The complete listing should be restated word for word.

- - -

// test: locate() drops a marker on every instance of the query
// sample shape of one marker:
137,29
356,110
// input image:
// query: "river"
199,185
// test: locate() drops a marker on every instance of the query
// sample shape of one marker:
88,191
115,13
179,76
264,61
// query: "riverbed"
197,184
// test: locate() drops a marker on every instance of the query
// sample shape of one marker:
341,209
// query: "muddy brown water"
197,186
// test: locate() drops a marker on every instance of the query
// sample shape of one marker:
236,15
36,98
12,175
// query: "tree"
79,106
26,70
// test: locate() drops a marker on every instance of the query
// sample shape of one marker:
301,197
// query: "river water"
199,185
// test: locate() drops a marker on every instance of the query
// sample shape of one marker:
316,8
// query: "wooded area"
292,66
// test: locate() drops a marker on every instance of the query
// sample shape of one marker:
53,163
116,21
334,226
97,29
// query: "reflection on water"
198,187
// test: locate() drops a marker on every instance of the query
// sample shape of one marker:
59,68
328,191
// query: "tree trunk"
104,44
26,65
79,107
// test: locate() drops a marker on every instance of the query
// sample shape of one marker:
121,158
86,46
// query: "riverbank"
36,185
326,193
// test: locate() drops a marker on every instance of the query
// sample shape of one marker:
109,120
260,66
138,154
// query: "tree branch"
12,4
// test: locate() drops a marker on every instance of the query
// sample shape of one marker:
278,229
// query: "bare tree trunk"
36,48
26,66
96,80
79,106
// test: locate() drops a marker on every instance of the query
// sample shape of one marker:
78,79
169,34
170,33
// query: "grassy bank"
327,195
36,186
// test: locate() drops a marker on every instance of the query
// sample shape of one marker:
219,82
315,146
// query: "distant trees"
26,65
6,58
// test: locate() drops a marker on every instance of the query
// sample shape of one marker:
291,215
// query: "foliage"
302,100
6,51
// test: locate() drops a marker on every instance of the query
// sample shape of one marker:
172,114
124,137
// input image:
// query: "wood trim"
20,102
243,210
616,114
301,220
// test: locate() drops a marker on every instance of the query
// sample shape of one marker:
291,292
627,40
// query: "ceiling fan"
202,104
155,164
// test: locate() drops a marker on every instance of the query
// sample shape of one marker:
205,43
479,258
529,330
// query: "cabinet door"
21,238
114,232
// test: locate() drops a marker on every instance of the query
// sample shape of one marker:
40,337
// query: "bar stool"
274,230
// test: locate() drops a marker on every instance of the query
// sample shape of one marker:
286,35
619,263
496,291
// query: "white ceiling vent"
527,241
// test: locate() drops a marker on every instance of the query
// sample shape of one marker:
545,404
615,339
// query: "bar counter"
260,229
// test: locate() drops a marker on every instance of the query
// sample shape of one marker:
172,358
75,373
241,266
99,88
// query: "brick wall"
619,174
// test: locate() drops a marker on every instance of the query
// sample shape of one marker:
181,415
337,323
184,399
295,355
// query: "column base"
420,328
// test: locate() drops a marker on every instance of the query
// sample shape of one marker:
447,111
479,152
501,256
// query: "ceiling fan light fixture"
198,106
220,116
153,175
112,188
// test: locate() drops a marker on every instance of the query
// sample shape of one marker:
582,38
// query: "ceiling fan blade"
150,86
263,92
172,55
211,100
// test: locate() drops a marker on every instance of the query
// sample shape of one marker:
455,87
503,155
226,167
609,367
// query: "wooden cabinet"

- - -

Written response:
// test: locate() drops a marker on every instance of the query
// sample shape of one marker:
137,29
356,110
// input image:
// query: "river"
199,185
// test: locate() drops a marker on every instance of the query
// sample shape of one marker:
88,191
115,13
179,76
264,61
// query: "riverbed"
197,184
// test: locate() drops a marker on every instance of the query
// sample shape of one marker:
341,209
// query: "muddy brown water"
197,186
// test: locate() drops a marker on every instance of the query
// sample shape of one marker:
236,15
36,98
12,175
// query: "tree"
79,106
26,70
// test: locate() drops a marker on every instance of the query
// sample shape of one marker:
301,197
// query: "river water"
199,185
// test: locate() drops a marker on every instance of the query
// sample shape of one marker:
316,8
// query: "wooded area"
292,66
// test: locate() drops a marker on every instance of the query
// sample shape of one marker:
53,163
116,21
334,226
97,29
// query: "reflection on water"
198,187
// test: locate() drops a marker on every instance of the query
// sample shape of one marker:
59,68
328,191
// query: "tree trunk"
104,44
26,65
79,107
// test: locate() drops a marker on every instance of the query
// sample shape of one marker:
121,158
86,46
// query: "riverbank"
36,185
326,193
// test: locate() drops a marker on every instance of the query
// sample shape of one marker:
109,120
260,66
138,154
// query: "tree branch"
12,4
// test: locate() drops a marker on every instance of the query
// sample shape of one marker:
278,229
// query: "bare tree trunk"
36,48
26,66
96,80
79,106
// test: locate() drops a marker on every instance of the query
// sample shape of one marker:
78,79
169,34
170,33
// query: "grassy bank"
327,195
36,186
// test: locate() drops a marker on every instance of the query
// sample shape of one marker:
219,82
315,146
// query: "distant trees"
26,65
6,58
// test: locate() drops a marker on every instance of the query
// sample shape of one marker:
291,215
// query: "foliage"
302,100
6,51
// test: locate() drops a marker on every instance of the query
// sample shape of one marker:
172,114
124,137
// input image:
// query: "wood trim"
20,102
243,210
616,114
301,220
// test: locate() drops a marker on every instance of the query
// sample shape of one marker:
291,292
627,40
// query: "ceiling fan"
202,104
155,164
// test: locate() drops a marker on every instance of the query
// sample shape of one marker:
205,43
479,258
529,330
// query: "cabinet door"
21,238
114,232
// test: locate() drops a marker on every instance of the query
// sample shape of one marker:
40,337
// query: "bar stool"
274,230
// test: locate() drops a marker on every instance of the query
// sample shape of one marker:
286,35
619,263
496,291
// query: "white ceiling vent"
527,241
// test: locate() drops a marker on every instance of the query
// sample shape of one marker:
545,404
615,339
// query: "bar counter"
260,229
// test: locate() drops a marker on every instance of the query
// sample shape of one marker:
172,358
75,373
241,266
99,88
// query: "brick wall"
619,174
// test: locate() drops a marker on every instance of the query
// sample shape of one marker:
181,415
337,323
184,399
295,355
// query: "column base"
420,328
// test: locate() drops a marker on every instance of the query
// sample shape of one marker:
447,111
479,152
501,256
// query: "ceiling fan light fixture"
198,106
220,116
153,175
112,188
// test: locate() drops a marker on every instance of the query
// sample shape of one marker:
582,38
// query: "ceiling fan blade"
150,86
263,92
172,55
211,100
// test: locate() drops a marker on every instance of the query
// sample shape of one marker:
455,87
503,155
226,167
609,367
// query: "wooden cabinet"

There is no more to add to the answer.